Spatial annotation records:

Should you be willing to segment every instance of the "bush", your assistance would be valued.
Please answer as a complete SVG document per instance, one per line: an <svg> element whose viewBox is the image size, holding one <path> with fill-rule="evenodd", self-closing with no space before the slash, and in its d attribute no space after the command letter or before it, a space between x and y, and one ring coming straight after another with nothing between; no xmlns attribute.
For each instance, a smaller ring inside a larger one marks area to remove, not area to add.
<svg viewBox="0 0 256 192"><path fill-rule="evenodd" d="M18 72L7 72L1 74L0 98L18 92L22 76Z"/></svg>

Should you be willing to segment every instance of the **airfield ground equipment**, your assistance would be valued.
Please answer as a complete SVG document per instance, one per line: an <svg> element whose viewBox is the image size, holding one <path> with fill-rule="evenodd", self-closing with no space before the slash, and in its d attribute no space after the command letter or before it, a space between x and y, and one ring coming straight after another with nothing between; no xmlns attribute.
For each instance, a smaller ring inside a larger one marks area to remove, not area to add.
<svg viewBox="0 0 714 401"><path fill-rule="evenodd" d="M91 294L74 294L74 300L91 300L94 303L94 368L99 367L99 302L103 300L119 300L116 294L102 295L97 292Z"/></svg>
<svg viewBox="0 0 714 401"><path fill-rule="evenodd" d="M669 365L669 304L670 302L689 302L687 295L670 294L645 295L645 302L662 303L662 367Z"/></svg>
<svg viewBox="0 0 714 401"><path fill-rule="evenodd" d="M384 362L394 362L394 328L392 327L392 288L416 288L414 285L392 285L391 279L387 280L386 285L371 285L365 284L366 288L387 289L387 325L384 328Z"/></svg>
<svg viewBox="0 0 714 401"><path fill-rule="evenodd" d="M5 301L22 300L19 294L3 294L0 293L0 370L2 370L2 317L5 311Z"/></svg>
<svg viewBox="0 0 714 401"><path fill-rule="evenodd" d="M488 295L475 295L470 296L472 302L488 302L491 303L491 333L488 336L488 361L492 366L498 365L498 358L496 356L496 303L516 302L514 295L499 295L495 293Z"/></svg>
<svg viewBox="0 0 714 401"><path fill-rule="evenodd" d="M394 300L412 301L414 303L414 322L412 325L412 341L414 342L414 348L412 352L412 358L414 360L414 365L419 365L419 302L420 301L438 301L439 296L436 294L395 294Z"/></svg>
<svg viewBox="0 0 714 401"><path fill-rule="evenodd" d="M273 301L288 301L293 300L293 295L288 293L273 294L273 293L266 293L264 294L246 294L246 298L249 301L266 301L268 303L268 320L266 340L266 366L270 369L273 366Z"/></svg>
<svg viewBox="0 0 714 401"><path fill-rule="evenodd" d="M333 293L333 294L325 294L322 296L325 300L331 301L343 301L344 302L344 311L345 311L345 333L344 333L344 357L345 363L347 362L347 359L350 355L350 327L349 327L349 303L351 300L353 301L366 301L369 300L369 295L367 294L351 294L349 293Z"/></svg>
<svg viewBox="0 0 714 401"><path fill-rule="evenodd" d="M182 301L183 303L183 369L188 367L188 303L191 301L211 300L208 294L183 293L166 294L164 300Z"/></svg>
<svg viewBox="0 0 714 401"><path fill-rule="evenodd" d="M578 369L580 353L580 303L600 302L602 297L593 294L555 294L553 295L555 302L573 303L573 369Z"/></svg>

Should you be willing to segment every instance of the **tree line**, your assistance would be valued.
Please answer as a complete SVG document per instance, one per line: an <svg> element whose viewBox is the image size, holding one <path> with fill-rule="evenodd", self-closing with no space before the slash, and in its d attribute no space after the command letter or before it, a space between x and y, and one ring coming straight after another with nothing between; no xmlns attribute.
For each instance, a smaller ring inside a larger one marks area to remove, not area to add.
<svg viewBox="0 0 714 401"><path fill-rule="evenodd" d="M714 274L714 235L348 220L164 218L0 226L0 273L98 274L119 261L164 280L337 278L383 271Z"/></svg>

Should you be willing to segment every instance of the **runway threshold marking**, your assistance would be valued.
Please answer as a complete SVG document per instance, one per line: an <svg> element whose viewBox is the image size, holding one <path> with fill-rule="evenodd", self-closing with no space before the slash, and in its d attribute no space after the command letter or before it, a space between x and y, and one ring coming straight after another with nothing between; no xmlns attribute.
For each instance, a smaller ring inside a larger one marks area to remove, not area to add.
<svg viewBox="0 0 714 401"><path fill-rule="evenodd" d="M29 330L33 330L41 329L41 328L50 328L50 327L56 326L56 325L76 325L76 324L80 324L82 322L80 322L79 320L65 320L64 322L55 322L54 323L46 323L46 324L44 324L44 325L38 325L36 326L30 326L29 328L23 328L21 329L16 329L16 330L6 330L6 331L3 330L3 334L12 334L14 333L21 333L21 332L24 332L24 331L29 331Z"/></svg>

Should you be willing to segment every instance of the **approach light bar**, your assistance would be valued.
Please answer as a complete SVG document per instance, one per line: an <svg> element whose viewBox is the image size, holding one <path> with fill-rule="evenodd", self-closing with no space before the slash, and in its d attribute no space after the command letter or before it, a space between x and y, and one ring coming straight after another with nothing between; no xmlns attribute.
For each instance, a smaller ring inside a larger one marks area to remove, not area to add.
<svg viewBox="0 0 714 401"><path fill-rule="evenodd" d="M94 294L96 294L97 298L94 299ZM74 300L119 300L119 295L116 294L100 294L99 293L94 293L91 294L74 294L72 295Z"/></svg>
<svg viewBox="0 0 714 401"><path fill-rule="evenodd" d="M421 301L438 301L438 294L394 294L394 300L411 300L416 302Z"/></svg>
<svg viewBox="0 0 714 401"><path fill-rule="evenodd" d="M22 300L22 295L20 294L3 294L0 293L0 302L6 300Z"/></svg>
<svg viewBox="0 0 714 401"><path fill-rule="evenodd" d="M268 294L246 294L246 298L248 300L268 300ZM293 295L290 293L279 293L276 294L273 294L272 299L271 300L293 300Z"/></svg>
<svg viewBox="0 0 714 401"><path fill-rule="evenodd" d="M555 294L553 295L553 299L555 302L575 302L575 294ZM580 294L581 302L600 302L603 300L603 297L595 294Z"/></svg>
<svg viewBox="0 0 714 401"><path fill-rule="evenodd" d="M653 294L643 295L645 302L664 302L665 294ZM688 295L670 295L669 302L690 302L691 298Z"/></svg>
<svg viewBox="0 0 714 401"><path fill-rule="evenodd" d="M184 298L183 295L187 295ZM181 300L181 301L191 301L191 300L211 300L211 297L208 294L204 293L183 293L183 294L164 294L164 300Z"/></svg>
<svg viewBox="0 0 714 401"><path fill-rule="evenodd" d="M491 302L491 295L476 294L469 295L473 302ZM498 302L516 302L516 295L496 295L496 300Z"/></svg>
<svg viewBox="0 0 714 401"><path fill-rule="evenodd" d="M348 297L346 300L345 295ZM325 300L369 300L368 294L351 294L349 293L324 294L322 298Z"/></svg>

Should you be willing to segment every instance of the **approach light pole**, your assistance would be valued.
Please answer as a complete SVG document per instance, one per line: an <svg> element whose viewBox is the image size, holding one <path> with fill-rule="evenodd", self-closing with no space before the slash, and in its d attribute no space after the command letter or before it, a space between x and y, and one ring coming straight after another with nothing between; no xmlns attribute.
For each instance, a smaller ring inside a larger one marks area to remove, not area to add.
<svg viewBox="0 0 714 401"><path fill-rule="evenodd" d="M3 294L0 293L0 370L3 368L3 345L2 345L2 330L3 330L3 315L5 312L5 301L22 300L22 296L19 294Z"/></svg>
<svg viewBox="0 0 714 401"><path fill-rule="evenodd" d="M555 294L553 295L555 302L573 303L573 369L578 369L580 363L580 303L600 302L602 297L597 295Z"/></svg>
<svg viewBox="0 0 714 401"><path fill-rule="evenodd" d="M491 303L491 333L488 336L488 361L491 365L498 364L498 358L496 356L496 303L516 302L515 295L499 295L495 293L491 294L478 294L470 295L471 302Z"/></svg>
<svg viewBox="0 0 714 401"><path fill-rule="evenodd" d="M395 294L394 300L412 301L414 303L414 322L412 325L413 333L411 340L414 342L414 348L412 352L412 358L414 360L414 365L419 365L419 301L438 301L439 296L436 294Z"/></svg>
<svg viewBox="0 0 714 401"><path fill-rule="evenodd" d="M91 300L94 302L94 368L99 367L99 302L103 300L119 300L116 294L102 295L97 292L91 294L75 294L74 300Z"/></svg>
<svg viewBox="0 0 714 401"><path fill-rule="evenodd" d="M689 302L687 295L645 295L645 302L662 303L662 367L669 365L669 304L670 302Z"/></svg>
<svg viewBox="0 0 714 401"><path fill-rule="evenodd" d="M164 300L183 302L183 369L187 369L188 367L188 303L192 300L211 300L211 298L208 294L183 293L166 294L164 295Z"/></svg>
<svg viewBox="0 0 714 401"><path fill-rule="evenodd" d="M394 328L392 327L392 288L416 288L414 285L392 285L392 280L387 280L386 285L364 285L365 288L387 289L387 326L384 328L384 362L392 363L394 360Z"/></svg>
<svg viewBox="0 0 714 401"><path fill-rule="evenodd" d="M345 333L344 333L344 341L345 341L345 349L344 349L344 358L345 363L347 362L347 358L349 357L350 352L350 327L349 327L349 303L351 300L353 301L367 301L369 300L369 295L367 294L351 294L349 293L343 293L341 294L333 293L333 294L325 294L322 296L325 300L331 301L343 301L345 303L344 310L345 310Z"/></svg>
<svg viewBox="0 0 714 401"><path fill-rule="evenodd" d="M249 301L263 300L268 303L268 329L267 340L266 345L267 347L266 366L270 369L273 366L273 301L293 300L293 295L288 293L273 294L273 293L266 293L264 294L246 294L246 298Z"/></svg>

• [TASK]
From the start of the material through the line containing "72L7 72L1 74L0", swap "assistance" for "help" and repeat those lines, leaving all else unchanged.

• [TASK RESULT]
Should you be willing to segment every instance of the "bush", your help would be valued.
Please answer as a complete SVG document per instance, one per line: an <svg> element whose viewBox is the image size, holding one <path> with fill-rule="evenodd", self-closing with no space before the slash, and in its d attribute no space after the command letter or before it, a space between x and y, and one ring coming straight after another with nothing between; no xmlns attribute.
For each instance, a smaller ring inside a larger one marks area to remove, not area to add.
<svg viewBox="0 0 256 192"><path fill-rule="evenodd" d="M18 72L7 72L1 74L0 98L18 92L22 76Z"/></svg>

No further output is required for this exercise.